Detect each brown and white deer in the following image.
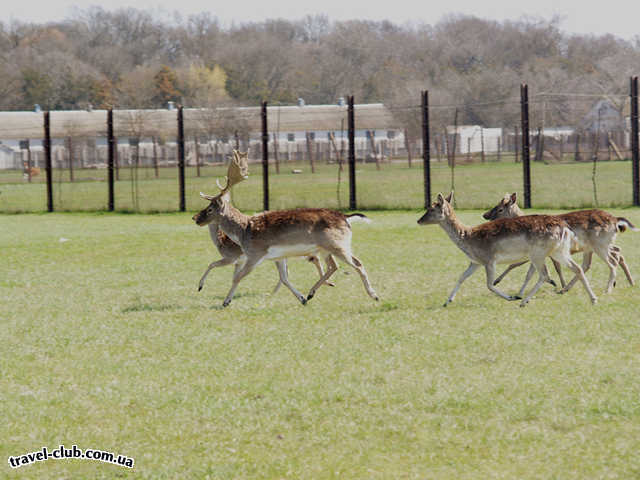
[198,223,334,294]
[193,152,378,307]
[198,150,334,294]
[482,193,638,293]
[418,192,596,307]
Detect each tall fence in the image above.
[0,77,640,213]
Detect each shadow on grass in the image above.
[122,303,184,313]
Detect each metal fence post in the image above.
[520,83,531,208]
[347,95,356,210]
[107,108,116,212]
[178,105,187,212]
[630,77,640,206]
[422,90,431,208]
[261,102,269,210]
[42,111,53,212]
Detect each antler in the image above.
[216,150,249,193]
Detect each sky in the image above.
[0,0,640,40]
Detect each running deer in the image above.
[193,155,378,307]
[482,193,638,293]
[418,192,597,307]
[198,223,334,294]
[198,150,334,294]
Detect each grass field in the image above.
[0,161,633,213]
[0,209,640,479]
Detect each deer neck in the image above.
[440,211,471,253]
[219,203,251,245]
[511,205,524,218]
[208,223,220,248]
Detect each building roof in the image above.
[0,103,400,140]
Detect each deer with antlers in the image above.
[198,150,334,294]
[482,193,638,293]
[418,192,596,307]
[193,152,378,307]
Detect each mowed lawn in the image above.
[0,160,633,213]
[0,209,640,479]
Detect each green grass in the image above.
[0,161,632,213]
[0,209,640,479]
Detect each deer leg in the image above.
[520,257,549,307]
[618,254,635,286]
[558,250,592,293]
[307,254,338,301]
[345,255,380,301]
[569,258,598,304]
[309,255,335,287]
[493,260,529,285]
[276,260,307,305]
[271,258,289,295]
[488,262,522,301]
[443,262,480,307]
[222,256,264,307]
[595,247,618,293]
[549,257,566,288]
[198,258,237,291]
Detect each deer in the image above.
[193,151,379,307]
[482,192,638,293]
[198,150,334,295]
[418,192,597,307]
[198,223,334,295]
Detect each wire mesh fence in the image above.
[0,83,638,213]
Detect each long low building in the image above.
[0,104,401,141]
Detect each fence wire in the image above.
[0,89,633,213]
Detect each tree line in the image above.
[0,7,640,124]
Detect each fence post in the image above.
[422,90,431,208]
[107,108,116,212]
[262,102,269,210]
[178,105,187,212]
[520,83,531,208]
[347,95,357,210]
[42,111,53,212]
[630,77,640,206]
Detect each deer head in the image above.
[482,192,520,220]
[418,192,453,225]
[193,150,249,226]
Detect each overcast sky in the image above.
[0,0,640,40]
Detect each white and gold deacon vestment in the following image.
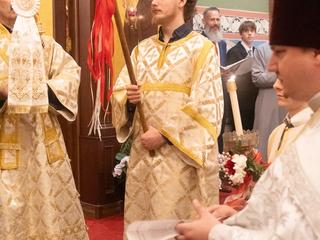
[209,93,320,240]
[268,107,313,162]
[0,24,88,240]
[112,32,223,227]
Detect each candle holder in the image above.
[223,130,259,152]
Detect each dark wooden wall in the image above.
[53,0,122,218]
[53,0,156,218]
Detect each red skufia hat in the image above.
[270,0,320,49]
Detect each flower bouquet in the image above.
[218,133,268,207]
[112,138,132,182]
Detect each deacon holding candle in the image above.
[227,75,243,136]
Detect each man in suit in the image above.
[202,7,231,152]
[227,21,258,130]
--------------------------------
→ GESTELLTE AUFGABE
Kopiere sämtliche Datensätze oben Zeile für Zeile unverändert und lass die Bilder dabei weg.

→ RICHTIGES ERGEBNIS
Detect each brown and white deer in the following image.
[198,223,334,294]
[193,152,378,307]
[198,150,334,294]
[482,193,638,293]
[418,192,596,307]
Detect each tall fence in the image above.
[0,77,640,213]
Detect each shadow on grass in the image above.
[122,303,184,313]
Detect each metal fence post in the image above.
[520,83,531,208]
[347,95,356,210]
[107,108,116,212]
[178,105,187,212]
[630,77,640,206]
[422,90,431,208]
[261,102,269,210]
[42,111,53,212]
Detect each antler in the image above.
[216,150,249,193]
Detect each sky in the image above.
[0,0,640,40]
Detect each running deer in the image above.
[193,155,378,307]
[482,193,638,293]
[418,192,597,307]
[198,223,334,294]
[198,150,334,294]
Detect each grass field in the image above.
[0,161,633,213]
[0,209,640,479]
Detect each deer neck in the image above.
[440,211,471,253]
[219,203,251,245]
[511,205,524,218]
[208,223,220,248]
Detect each building roof in the image above.
[0,103,400,140]
Detect each deer with antlers in the image above.
[198,150,334,294]
[482,193,638,293]
[418,192,596,307]
[193,152,378,307]
Detect each mowed lawn in the image above.
[0,160,633,213]
[0,209,640,479]
Detect each green grass in the image above.
[0,161,632,213]
[0,209,640,479]
Detect each deer leg in the image above.
[520,257,549,307]
[618,254,635,286]
[558,250,592,293]
[307,254,338,301]
[345,255,380,301]
[569,258,598,304]
[309,255,335,287]
[493,260,529,285]
[276,260,307,305]
[271,258,289,295]
[488,262,522,301]
[443,262,480,307]
[222,256,264,307]
[595,247,618,293]
[549,257,566,288]
[198,258,237,291]
Detect each deer in the image above.
[193,151,379,307]
[482,192,638,293]
[198,150,334,295]
[418,192,597,307]
[198,223,334,295]
Detect each wire mesh fence in the image above.
[0,83,638,213]
Detect each long low building in the image above.
[0,104,401,141]
Detect each fence wire in the image above.
[0,89,633,213]
Detect each tree line in the image above.
[0,7,640,124]
Detect each fence post in the image above.
[422,90,431,208]
[107,108,116,212]
[262,102,269,210]
[178,105,187,212]
[520,83,531,208]
[347,95,357,210]
[42,111,53,212]
[630,77,640,206]
Detect each deer head in the image above.
[482,192,520,220]
[418,192,453,225]
[193,150,249,226]
Detect each overcast sky in the image above.
[0,0,640,40]
Detect each white and gold deacon vestment in the following image.
[209,93,320,240]
[268,107,313,162]
[0,24,88,240]
[112,32,223,227]
Detect each candle holder in the image above.
[223,130,259,152]
Detect each dark wooden wall in the image above.
[53,0,122,218]
[53,0,156,218]
Detect each red skufia hat in the image above.
[270,0,320,49]
Detect each flower bouquet in the image above.
[218,133,268,207]
[112,138,132,182]
Detect each deacon holding candle in the image above.
[227,75,243,136]
Detect each man in suit in the image above.
[202,7,231,152]
[227,21,258,130]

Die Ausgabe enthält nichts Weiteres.